**TEXT SHOWN:**

>> Begin

The Require template has the form:

[item or condition] requires [item or condition]

A require rule is a logical implies. If the first operand is true then the second operand is implied (must be true). For example, Item A requires Item B. This rule means that if Item A is present in the solution, then Item B must be present. Another example: Condition A requires Item B. This rule means that if Condition A is true, then Item B must be present in the solution.

A require rule is not mutual. The rule Item A requires Item B does not imply Item B requires Item A. However, if Item B is excluded then Item A is also excluded. This is because when Item B is excluded, the rule can never be true.

The require operator is functionally equivalent to the following Boolean expression:

(NOT A) OR B

In the first two columns of Table 27, a 1 means the item is present in the solution. A 0 means it is absent or excluded.

Table 27.  Truth Table for Require Expressions
A
B
NOT A
(NOT A) OR B

1

0

0

False

0

1

1

True

0

0

1

True

1

1

0

True

The table shows that a require rule behaves as follows:

• False when Item A is present and Item B is not. (If Item B cannot be present, Item A cannot be present).
• True when Item B is present and Item A is not.
• True when neither is present.
• True when both are present.

Use require rules to:

• To create a requires relationship for items in different relationships. For example, you can write a rule that if Item A in relationship 1 is picked, then Item B in relationship 2 is required.
• To add items to the configuration if a condition is true.
• To create relationships between other items (conditions) when a product is added to the solution.

#### Items

An item can be any of the following:

• A relationship or class within a relationship. For example, Relationship A requires Item B. This rule means that when any product in relationship A is present in the solution, then Item B must be present.
• A product within a relationship

When items are the operands, require rules are concerned only with presence or absence, not quantity. For example, Item A requires Item B. When the first Item A is added to the solution, the eConfigurator engine will add at least one Item B if none are present. When the second Item A is added, the engine does not add any more Item B, since at least one is already present.

Here is how the require rule works with items:

• Product A requires Product B

If Product A is present in the solution, then Product B is required. If Product B is excluded, then Product A is excluded.

• Relationship A requires Product B

If any product in Relationship A is present in the solution, then Product B is required. If Product B is excluded, then all the products in Relationship A are excluded.

>> End

**INFORMATION SHOWN:**
>> Begin

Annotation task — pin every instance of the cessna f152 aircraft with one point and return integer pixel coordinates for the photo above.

>> End

**LIST OF TASKS:**
a - According to the text on require rules, which Boolean expression is the require operator functionally equivalent to?
b - Return the stretch of the text on require rules from "The table shows" through "to the solution.".
c - Translate this sentence from the text on require rules into German: "When items are the operands, require rules are concerned only with presence or absence, not quantity."

**RESULTS OF THE TASKS:**
a - (NOT A) OR B

b -
The table shows that a require rule behaves as follows:

• False when Item A is present and Item B is not. (If Item B cannot be present, Item A cannot be present).
• True when Item B is present and Item A is not.
• True when neither is present.
• True when both are present.

Use require rules to:

• To create a requires relationship for items in different relationships. For example, you can write a rule that if Item A in relationship 1 is picked, then Item B in relationship 2 is required.
• To add items to the configuration if a condition is true.
• To create relationships between other items (conditions) when a product is added to the solution.

c - Wenn Elemente die Operanden sind, betreffen Require-Regeln nur das Vorhandensein oder Fehlen, nicht die Menge.